### RECORD EXTRACTS
....................
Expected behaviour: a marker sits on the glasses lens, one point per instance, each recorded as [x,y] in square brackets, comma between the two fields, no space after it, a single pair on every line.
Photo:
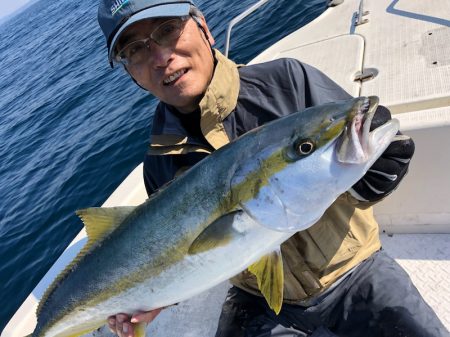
[168,32]
[138,52]
[134,53]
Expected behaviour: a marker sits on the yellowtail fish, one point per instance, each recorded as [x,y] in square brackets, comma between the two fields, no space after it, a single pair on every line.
[229,212]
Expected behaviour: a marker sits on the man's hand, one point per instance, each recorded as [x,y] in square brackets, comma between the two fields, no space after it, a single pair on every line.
[387,172]
[122,324]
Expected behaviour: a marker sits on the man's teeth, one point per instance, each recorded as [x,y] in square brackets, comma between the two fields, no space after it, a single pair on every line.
[173,77]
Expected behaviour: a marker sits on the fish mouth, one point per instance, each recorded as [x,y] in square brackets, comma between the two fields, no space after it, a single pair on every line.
[355,145]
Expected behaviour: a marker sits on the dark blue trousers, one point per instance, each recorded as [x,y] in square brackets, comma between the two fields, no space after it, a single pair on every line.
[377,299]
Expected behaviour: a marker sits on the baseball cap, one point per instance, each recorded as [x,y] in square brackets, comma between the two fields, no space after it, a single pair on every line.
[114,16]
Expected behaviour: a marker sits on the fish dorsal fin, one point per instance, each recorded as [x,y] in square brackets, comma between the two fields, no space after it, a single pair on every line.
[269,275]
[217,234]
[99,223]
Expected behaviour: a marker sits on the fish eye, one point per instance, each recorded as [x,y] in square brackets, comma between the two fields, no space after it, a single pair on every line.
[304,147]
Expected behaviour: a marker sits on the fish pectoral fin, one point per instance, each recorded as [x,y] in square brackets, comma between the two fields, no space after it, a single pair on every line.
[100,221]
[139,329]
[218,233]
[269,275]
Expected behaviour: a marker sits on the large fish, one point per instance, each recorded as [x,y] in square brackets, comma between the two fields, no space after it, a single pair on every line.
[229,212]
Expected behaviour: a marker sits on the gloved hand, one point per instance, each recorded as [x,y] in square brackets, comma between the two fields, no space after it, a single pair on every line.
[387,172]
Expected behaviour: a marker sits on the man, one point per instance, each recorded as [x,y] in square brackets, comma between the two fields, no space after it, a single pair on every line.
[337,281]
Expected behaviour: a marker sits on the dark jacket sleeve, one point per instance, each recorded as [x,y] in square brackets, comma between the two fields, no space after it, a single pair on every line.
[278,88]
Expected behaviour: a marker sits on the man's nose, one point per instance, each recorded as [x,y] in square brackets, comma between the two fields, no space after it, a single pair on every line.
[161,55]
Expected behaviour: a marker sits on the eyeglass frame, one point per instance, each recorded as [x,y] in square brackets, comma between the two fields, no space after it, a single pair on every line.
[119,60]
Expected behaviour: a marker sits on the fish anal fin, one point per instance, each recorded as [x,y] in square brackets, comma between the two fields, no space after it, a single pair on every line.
[269,275]
[99,223]
[218,233]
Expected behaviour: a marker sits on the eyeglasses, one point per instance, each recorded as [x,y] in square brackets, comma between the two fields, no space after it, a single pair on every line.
....................
### THE PROBLEM
The entries are to be transcribed word for word, without their images.

### RESULT
Expected behaviour: a marker sits on the glasses lens, one point per instance, each recorded as [x,y] in square brackets, comma between the two fields, no space after it, a single pair on every line.
Photo:
[168,32]
[138,52]
[134,53]
Expected behaviour: a marker sits on the yellowtail fish, one point per instance, each recorded as [x,y] in square brackets, comma between the two fields, no space after it, a single pair on every line.
[229,212]
Expected behaviour: a marker sits on the man's hand, one point per instance, each recorded as [x,y] in square brackets, comma between the two fields, no space after it, a single pair on every line.
[387,172]
[122,324]
Expected behaviour: a marker sits on the man's teeth, one point per instance, each recorded as [x,y] in square brackets, comma between the two fields, no space after it, a single pair on every line.
[173,77]
Expected behaviour: a marker sits on the fish mouth, one point per instance, each recorded as [x,y] in square brackets, comma between the two fields, no space after it, a single pair on every line.
[355,145]
Expected behaviour: a marker sits on the dark blue trousers, one point per instance, each recorded as [x,y] in square brackets, comma between the two fields, no space after it, a single pair on every line.
[377,299]
Expected behaviour: a marker sits on the baseball cap, one point per instance, each recorded as [x,y] in square brackets, comma between the two fields, no space after it, a single pair on every line.
[114,16]
Expected behaviour: a marker sits on the fish dorsal fin, one point per instance, each recorded as [x,y] in square brackets, comma between the two fields, no space after it, a single pair on every line.
[269,275]
[217,234]
[99,223]
Expected behaviour: a marker sits on the fish eye, one point per instance, each recorded as [x,y] in square brackets, comma between the two fields, no space after it, a single pair on every line.
[304,147]
Expected behaviour: a marker sits on the fish pectoral fin, one point per instance, each recorded as [x,y] in square brackets, comma between the two fields, no space after it, a single pair on every line.
[100,221]
[139,329]
[218,233]
[269,275]
Expected behaviour: a marker sits on the large fish, one point per instance, each recorded as [x,y] in square brackets, comma between the two fields, no space after it, a single pair on every line.
[229,212]
Expected behaviour: a marker sits on the gloved hand, one point per instance, each recorded as [x,y] in square brackets, comma between the two fields, no space after it, a single pair on every line.
[387,172]
Expected behaviour: a marker sits on the man, one point per instance, each recorded as [x,y] in square brackets, comma between the two fields, no space after it, a single pair on every line.
[337,281]
Expected behaviour: a marker sits on the dark jacket sleeve, one point per instance, each recorded as [x,y] in square brackets, comma between the two fields, no space after it, a single pair on every line.
[278,88]
Expected behaviour: a marker sits on the man's nose, one point per instance, each recorded as [x,y] in square brackets, comma between the two fields, no space after it, a single pair on every line.
[161,55]
Expected behaviour: a marker sits on the eyeglass frame, one point per instance, each recorded as [x,y] in square brackets, comma between the two fields, no space after it, a single pair on every line.
[119,60]
Expected behaviour: a marker sits on the fish anal fin, one point per instance, each recorded as [x,y] in square brackets, comma between the two fields, no space after it, a single pair on every line.
[269,275]
[99,223]
[218,233]
Expected behaviour: a marker sits on the eyeglasses, one point per instance, each recorded as [x,y] in square brackets, comma between the two fields, no space after it, a single pair on every line.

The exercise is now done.